Dataset items

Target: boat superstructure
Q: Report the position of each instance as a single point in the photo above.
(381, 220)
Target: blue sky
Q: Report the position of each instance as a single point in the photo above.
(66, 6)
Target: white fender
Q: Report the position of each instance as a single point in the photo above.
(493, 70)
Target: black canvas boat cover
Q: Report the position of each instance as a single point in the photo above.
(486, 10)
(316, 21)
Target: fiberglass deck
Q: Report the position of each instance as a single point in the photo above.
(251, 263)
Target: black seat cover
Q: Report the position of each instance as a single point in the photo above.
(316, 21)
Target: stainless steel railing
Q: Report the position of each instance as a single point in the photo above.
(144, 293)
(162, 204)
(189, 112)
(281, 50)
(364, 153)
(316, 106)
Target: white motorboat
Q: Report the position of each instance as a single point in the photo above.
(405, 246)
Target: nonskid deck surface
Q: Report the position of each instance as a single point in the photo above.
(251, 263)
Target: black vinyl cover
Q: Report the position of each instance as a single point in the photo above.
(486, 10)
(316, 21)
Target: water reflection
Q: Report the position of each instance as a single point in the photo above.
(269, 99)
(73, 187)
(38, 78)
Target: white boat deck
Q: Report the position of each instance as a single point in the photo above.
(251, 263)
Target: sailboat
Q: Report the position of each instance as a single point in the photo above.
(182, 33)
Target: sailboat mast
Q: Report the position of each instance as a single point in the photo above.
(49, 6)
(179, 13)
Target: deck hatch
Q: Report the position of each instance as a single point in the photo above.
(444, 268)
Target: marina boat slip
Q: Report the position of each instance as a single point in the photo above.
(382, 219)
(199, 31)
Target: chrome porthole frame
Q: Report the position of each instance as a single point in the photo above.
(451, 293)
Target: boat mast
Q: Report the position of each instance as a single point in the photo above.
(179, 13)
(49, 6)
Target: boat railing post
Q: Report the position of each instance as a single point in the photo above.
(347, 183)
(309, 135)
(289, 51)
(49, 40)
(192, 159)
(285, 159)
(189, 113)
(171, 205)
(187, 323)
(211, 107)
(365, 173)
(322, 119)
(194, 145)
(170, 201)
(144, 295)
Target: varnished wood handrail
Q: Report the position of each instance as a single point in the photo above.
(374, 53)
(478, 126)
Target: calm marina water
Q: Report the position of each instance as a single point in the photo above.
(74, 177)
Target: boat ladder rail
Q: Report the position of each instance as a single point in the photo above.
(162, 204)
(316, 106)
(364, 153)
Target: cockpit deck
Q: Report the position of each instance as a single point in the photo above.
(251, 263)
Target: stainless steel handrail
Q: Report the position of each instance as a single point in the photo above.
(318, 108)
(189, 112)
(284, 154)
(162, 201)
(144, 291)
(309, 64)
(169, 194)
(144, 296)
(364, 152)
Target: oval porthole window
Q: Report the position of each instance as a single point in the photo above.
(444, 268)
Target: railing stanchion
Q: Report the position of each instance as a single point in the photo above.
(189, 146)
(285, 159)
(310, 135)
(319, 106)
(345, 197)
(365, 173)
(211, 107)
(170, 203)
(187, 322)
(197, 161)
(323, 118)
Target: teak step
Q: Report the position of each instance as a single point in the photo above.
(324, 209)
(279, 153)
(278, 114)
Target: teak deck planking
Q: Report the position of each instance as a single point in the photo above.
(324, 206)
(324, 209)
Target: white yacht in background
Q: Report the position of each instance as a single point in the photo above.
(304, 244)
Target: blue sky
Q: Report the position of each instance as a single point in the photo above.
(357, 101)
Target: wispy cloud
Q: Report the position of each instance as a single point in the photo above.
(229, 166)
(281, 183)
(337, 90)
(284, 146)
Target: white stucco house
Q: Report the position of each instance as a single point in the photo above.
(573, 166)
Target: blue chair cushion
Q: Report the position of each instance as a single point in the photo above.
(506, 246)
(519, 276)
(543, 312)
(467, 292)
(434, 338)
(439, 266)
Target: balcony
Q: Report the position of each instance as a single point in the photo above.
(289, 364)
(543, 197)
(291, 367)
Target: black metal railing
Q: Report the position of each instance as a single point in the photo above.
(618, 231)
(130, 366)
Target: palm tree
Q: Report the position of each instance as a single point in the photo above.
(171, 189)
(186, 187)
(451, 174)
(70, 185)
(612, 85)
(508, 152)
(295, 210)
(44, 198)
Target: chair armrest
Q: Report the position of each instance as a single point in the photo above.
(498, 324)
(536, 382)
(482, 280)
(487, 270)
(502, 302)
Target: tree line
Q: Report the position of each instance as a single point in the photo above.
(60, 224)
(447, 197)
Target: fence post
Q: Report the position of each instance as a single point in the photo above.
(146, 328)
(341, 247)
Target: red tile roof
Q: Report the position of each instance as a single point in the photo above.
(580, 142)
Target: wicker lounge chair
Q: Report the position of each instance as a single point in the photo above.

-- PROBLEM DESCRIPTION --
Write out all the dataset items again, switching every "the photo above" to "the image above" and leaving everything else unchanged.

-- FINISHED TASK --
Target: boat superstructure
Q: Report the position of each instance as a single point in the image above.
(381, 220)
Target: blue sky
Q: Report the position of each instance as a single point in the image above.
(66, 6)
Target: white fender
Q: Report the position of each instance as a single point in the image above.
(493, 70)
Target: black canvas boat cover
Q: Report the position of each instance as a single point in the image above.
(486, 10)
(316, 21)
Target: fiberglass deck
Q: Report the position of each instance as a single point in the image above.
(251, 263)
Target: black seat cover
Q: Report the position of each instance as a single point in the image above.
(316, 21)
Target: stainless steel railing
Q: Report the position of each instance as a single point in the image above.
(144, 293)
(162, 204)
(189, 112)
(281, 50)
(364, 153)
(316, 106)
Target: white motorboat
Q: Report the position of each instance as a single point in the image above.
(405, 246)
Target: nonskid deck surface
Q: Report the position of each instance as a single point in the image above.
(251, 263)
Target: black vinyl cover
Q: Report the position of each instance as a single point in the image above.
(486, 10)
(316, 21)
Target: water reflection
Q: Report the position of each instance as a single point in the image above.
(269, 99)
(73, 187)
(38, 78)
Target: white boat deck
Q: Report the position of each instance as a single point in the image above.
(251, 263)
Target: sailboat
Q: Report the position of each instance as a single point in the image above.
(182, 33)
Target: sailboat mast
Q: Report the position of each instance as a single point in the image above.
(49, 6)
(179, 13)
Target: deck hatch
Q: Report the position of each instance as a single point in the image above.
(444, 268)
Target: marina boat slip
Q: Report the position of each instance as a single point in the image above.
(382, 219)
(199, 31)
Target: chrome porthole frame
Q: Report the position of each instance as a single point in the image above.
(451, 293)
Target: boat mast
Q: Report the position of each instance as a single point in the image above.
(179, 13)
(49, 6)
Target: boat railing post
Q: Report the position of each instance as a single point in the image above.
(347, 183)
(309, 135)
(289, 51)
(49, 40)
(192, 159)
(285, 159)
(189, 113)
(171, 205)
(187, 323)
(211, 107)
(365, 173)
(322, 119)
(194, 145)
(170, 201)
(144, 295)
Target: varnished wood handrail
Q: Report the position of each instance as a single point in the image above.
(374, 53)
(478, 126)
Target: calm marina water
Q: Report the position of each instance as a single point in the image above.
(74, 177)
Target: boat ladder rail
Q: Report the position of each instance as a single point in the image above.
(162, 204)
(316, 106)
(364, 153)
Target: cockpit deck
Q: Report the position of each instance as a single point in the image above.
(251, 263)
Target: stainless steel handrail
Q: Report the position of each instance as a single point in the image above.
(318, 108)
(189, 112)
(284, 154)
(162, 201)
(144, 291)
(309, 64)
(169, 194)
(144, 296)
(364, 152)
Target: oval porthole window
Q: Report the position of each instance as a single point in the image above.
(444, 268)
Target: railing stanchion
Q: Report the position of each instance as a single point in the image above.
(189, 146)
(285, 159)
(310, 135)
(319, 106)
(345, 197)
(365, 173)
(211, 107)
(170, 203)
(187, 322)
(197, 161)
(323, 118)
Target: teak step
Q: Report the position of each instance as a single point in the image above.
(324, 209)
(279, 153)
(278, 114)
Target: teak deck planking
Q: Report the position of each instance as a single point in the image above.
(324, 206)
(324, 209)
Target: white yacht in background
Q: Report the position of each instance as a single point in the image above.
(304, 244)
Target: blue sky
Q: Report the position of each instance as a single point in the image above.
(357, 101)
Target: wispy cloud
Q: Report the position of each instance as a single point in the image above.
(229, 166)
(281, 183)
(337, 90)
(284, 146)
Target: white stucco house
Q: Report the position of each instance as a single point in the image above.
(573, 166)
Target: blue chair cushion
Q: Report the position of each instance as a single point in the image above.
(506, 246)
(519, 276)
(543, 312)
(467, 292)
(434, 338)
(439, 266)
Target: balcony
Q: Report the position of each instance as a single point in the image above.
(289, 364)
(543, 197)
(291, 367)
Target: black metal railing
Q: Report the position of each instance as a single point in the image above.
(618, 231)
(130, 366)
Target: palm tree
Q: Report the position of each instance as a single point in the image above.
(171, 189)
(186, 187)
(451, 174)
(70, 185)
(612, 85)
(508, 152)
(295, 210)
(44, 198)
Target: chair armrest
Q: Report the position of each instance as a single point in the image above.
(498, 324)
(536, 382)
(482, 280)
(487, 270)
(502, 302)
Target: tree line
Q: Report the position of each instance as a single point in the image above.
(60, 224)
(447, 197)
Target: fence post
Q: Report the position of each instance as a single point in the image above.
(146, 328)
(341, 247)
Target: red tile roof
Q: Report the position of each instance as a single point in the image above.
(580, 142)
Target: wicker lounge chair
Q: Report the position of each instance as a single point in the image above.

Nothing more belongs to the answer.